## Texto
○ ○ ○ ○ ○ ○ ○
Hoje em dia, em muitas famílias, a mesa tem sido desprezada. Muitos comem na frente da TV, cada um numa hora diferente, sem a chance de perceber os outros e interagir num momento que seria tão prazeroso. Numa época em que se fala tanto de conexão, as pessoas estão desconectadas. Faltam estratégias simples que criem oportunidades diárias de relacionamento. Que tal transformar a mesa em uma rotina poderosa?

Um projeto* da Universidade de Harvard, envolvendo várias pesquisas durante 15 anos, revelou algo surpreendente: os adolescentes mais bem-sucedidos em escolas, com melhor equilíbrio emocional, e que não tinham a prática do uso de drogas nem do sexo ilícito eram aqueles que comiam com seus pais à mesa por, ao menos, cinco dias durante a semana.

A mesa é poderosa porque se repete todos os dias. Hábitos formam cultura. O que fazemos esporadicamente tem um efeito momentâneo, mas o que fazemos constantemente forma valores. A mesa é lugar de escuta onde cada um pode ouvir o outro contar como está seu dia, seu coração. É onde se pode olhar de frente e perceber o rosto, na verdade, o coração que aformoseia ou deforma o rosto. Nesse lugar de acolhimento e conselho o senso de pertença é fortalecido. A mesa também é lugar de honra. Quando a melhor parte do frango é dada para o pai e ele gentilmente a oferece para a sua esposa, uma lição sem palavras é transmitida. O dar graças antes de comer faz da mesa um lugar de culto. Seja pelo café com pão (sem manteiga) ou pelo almoço farto com aquela picanha maturada, Deus é digno de ser agradecido. Tudo vem d’Ele e deve servir para a glória d’Ele. Quando todos se preparam para estar juntos à mesa, estão treinando os mandamentos recíprocos, aqueles do tipo “uns aos outros” em que o objetivo de um é sempre o outro e não a si mesmo. Quem briga pelo melhor pedaço, quem fala sem olhar no olho, quem interrompe a fala do outro negando uma escuta acolhedora pode se perceber, ser tratado e transformado.

Não é sem propósito que Jesus, antes de ir para a cruz, fez questão de uma mesa. Ele enviou os discípulos para preparar a ceia em uma casa. Sentou-se com eles e repartiu pão e vinho. Naquela circunstância, Jesus também se levantou para lavar os pés dos discípulos e lhes ensinar que maior é o que serve. Ao redor da mesa, grandes lições são aprendidas por pessoas que escolhem amar e conviver umas com as outras. Jesus mandou que os discípulos fizessem aquela ceia todas as vezes que se reunissem em memória dele. Eis mais um poder da mesa: produzir memórias, informações gravadas que influenciam decisões e escolhas. Nossas famílias são lugares de construção de histórias. Nossos filhos serão protagonistas de suas vidas quando aprenderem a ser personagens das histórias de suas famílias. A mesa é poderosa porque estabelece tempo rotineiro de convivência em um contexto prazeroso (comer e beber). Tudo o que insistirmos na mesa praticada com propósito e alegria se tornará realidade na vida de quem se senta ao redor dela. Vamos entrar em casa e preparar a mesa? Vamos honrar, servir, olhar e escutar? Enquanto nos deliciarmos com a presença de Jesus em nossos relacionamentos, poderemos até provar uma comidinha bem gostosa.
○ ○ ○ ○ ○ ○ ○
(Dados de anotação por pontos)
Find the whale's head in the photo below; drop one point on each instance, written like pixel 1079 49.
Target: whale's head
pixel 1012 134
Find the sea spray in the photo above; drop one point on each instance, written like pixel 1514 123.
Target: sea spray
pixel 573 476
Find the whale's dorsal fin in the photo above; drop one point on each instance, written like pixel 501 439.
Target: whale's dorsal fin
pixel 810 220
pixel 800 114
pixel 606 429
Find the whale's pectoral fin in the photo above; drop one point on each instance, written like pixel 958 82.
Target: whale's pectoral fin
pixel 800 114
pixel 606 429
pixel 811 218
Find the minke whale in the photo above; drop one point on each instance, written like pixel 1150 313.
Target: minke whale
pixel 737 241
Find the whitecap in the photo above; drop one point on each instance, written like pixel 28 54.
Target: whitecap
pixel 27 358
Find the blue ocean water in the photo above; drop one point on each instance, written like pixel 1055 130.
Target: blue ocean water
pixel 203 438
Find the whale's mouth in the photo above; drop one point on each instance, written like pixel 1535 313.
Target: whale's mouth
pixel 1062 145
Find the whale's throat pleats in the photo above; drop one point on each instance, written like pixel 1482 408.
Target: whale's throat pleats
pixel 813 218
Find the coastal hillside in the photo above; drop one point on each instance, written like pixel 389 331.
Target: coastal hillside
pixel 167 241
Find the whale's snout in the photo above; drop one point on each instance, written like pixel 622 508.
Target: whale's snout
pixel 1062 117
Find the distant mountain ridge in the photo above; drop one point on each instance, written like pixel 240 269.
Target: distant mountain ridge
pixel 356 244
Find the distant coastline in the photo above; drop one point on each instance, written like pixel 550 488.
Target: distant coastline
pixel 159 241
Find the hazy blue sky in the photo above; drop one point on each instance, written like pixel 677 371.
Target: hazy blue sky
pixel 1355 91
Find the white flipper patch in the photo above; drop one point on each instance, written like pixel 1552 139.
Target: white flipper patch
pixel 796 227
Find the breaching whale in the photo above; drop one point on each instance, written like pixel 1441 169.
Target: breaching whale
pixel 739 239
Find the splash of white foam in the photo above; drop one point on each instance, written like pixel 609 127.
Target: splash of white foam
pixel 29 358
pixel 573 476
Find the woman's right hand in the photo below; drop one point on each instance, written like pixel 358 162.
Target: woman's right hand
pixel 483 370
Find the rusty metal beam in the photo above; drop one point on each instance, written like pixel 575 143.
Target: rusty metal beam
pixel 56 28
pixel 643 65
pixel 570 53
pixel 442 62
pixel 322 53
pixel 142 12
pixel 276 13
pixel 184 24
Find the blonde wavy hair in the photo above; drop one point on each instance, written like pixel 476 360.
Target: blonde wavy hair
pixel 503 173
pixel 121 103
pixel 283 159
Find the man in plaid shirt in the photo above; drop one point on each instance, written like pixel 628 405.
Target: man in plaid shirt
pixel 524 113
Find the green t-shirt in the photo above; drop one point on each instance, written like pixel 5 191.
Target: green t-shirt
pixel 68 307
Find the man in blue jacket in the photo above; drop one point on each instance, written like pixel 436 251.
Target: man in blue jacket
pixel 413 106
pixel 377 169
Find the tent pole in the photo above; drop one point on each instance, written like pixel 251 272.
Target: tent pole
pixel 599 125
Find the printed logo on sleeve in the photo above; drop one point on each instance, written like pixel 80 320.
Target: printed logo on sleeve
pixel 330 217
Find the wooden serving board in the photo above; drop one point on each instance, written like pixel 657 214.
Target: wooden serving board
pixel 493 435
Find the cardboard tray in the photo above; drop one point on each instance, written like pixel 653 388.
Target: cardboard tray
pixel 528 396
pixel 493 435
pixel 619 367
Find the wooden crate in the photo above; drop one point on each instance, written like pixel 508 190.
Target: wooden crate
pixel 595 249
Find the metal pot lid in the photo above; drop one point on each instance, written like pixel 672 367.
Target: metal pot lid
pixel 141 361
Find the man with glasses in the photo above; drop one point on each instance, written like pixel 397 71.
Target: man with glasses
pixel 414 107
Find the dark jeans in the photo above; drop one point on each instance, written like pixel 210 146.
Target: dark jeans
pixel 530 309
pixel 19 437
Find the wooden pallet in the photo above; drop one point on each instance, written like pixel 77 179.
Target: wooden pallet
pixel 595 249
○ ○ ○ ○ ○ ○ ○
## Desafios
[1] Nas linhas de anotação, começando na que contém "Find the coastal" e terminando na que contém "pixel 1062 117", substitua "coastal hillside" por "rocky cliff" e reproduza só esse trecho, sem outras alterações.
[2] Retome o texto sobre a mesa em família e dê continuidade a ele a partir da última frase.
O texto e as linhas não têm relação entre si.

## Respostas dos exercícios
[1]
Find the rocky cliff in the photo above; drop one point on each instance, written like pixel 389 331.
Target: rocky cliff
pixel 167 241
Find the whale's snout in the photo above; drop one point on each instance, written like pixel 622 508.
Target: whale's snout
pixel 1062 117

[2]
Para pensar em família:

  1. A forma como a mesa tem sido utilizada em nossa casa favorece nossos relacionamentos?
  2. Quais valores podemos trabalhar em nossa casa enquanto estamos ao redor da mesa?
  3. Já que é difícil ter todos os membros da família em casa, como podemos garantir o mínimo desse tempo juntos diariamente?
  4. Para praticar:
    1. Sentado à mesa, cada um deve falar como foi o seu dia e trazer uma palavra de bênção para outra pessoa da mesa.
    2. Estabeleça dias da semana para diferentes pessoas da família prepararem a mesa. Um pode fazer uma receita nova, outro pode colocar a mesa, outro pode enfeitar a mesa…
    3. Durante uma refeição, o pai ou a mãe sugere uma palavra e todos dizem o que pensam sobre ela. Depois os pais podem aplicar essa palavra na vida de cada um e na realidade da família. Por exemplo: liberdade. Todos dizem o que pensam sobre ser livre e depois os pais falam o que Deus pensa sobre esse tema e como vão praticá-lo em família.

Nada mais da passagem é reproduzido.